---------- Data extract

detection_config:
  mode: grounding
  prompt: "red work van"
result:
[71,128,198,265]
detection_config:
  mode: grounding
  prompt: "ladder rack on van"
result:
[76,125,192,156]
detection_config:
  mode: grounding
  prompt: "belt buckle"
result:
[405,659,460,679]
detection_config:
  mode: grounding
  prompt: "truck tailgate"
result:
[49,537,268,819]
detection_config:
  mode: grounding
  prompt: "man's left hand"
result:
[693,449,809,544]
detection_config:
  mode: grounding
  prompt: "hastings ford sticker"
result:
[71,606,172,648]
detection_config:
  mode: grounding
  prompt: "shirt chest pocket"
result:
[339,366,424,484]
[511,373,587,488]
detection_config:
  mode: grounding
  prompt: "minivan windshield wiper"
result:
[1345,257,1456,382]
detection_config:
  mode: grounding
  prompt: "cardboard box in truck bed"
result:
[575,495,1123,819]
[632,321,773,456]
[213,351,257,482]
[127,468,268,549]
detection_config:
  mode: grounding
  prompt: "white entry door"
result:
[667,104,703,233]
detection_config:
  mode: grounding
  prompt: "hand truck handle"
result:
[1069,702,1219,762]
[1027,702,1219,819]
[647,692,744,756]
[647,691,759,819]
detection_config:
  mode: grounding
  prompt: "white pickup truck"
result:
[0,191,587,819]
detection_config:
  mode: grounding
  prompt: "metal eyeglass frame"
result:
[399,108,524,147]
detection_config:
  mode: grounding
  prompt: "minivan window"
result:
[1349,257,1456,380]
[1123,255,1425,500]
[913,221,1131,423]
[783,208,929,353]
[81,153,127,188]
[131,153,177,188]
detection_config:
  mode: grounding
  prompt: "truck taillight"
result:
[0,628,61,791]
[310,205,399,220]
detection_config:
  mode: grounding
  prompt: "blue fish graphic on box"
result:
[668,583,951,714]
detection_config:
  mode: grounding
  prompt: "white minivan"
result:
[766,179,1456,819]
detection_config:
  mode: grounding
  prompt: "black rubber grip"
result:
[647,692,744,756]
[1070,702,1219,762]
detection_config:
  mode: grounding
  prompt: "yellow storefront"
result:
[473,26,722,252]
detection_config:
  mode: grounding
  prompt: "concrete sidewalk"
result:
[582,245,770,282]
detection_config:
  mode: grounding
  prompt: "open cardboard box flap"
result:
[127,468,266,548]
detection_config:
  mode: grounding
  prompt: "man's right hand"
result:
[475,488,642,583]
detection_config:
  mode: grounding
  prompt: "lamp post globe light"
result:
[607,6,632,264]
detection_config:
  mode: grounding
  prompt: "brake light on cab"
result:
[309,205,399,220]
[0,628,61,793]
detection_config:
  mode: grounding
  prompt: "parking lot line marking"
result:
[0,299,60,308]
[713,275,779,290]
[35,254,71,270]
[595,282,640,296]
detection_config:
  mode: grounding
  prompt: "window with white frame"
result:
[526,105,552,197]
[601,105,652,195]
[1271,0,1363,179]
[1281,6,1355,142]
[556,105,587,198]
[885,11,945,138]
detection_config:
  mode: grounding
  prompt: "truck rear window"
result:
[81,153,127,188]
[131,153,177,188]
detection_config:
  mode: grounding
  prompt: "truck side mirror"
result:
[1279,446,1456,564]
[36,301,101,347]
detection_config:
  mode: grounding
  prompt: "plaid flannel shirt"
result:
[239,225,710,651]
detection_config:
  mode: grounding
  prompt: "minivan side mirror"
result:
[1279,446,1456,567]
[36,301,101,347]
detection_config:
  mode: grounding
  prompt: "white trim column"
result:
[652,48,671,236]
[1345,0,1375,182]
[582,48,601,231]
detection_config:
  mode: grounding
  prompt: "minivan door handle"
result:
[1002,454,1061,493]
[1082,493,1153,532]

--------------------

● Problem details: Pull out each line in the records above that contains the word "minivan".

● Final answer:
  prompt: "minivan windshield wiper"
  prompt: "minivan window"
  prompt: "white minivan"
  prompt: "minivan side mirror"
  prompt: "minivan door handle"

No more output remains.